Der derzeitige Gesetzentwurf beinhaltet eine Rückwirkungsklausel, demnach sollte das neue Erbschaftsteuergesetz rückwirkend zum 1.7.2016 in Kraft treten. Durch die zeitliche Verzögerung des Gesetzgebungsverfahrens ist nun allerdings unklar, wann das Gesetz tatsächlich in Kraft treten wird. Jedenfalls haben sich beide – Bundesverfassungsgericht und Finanzverwaltung – dahingehend geäußert, dass das bisherige Gesetz zunächst weiter fortgilt.

Die vom Bundestag verabschiedeten Neuregelungen

  • Verschonungsregelungen bleiben erhalten: Auch in Zukunft soll die Möglichkeit einer Steuerbefreiung in Höhe von 85 % oder 100 % (Regel- oder Optionsverschonung) erhalten bleiben, wenn der Unternehmensnachfolger das Unternehmen fünf bzw. sieben Jahre fortführt und die Arbeitsplätze erhält. Dies gilt für mittelständische Unternehmen bei der Übertragungen von Unternehmenswerten bis 26 Millionen Euro.

* [Einträge aus einer Beschriftungssammlung]:
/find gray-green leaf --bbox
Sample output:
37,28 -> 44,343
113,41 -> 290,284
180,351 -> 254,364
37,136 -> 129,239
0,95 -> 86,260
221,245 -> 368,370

* [Übungsaufgabe]:
Zu welchem Datum sollte das neue Erbschaftsteuergesetz laut dem Auszug zur Erbschaftsteuer rückwirkend in Kraft treten? Die Daten werden hier nicht gebraucht.

* [Lösung]:
Zum 1.7.2016.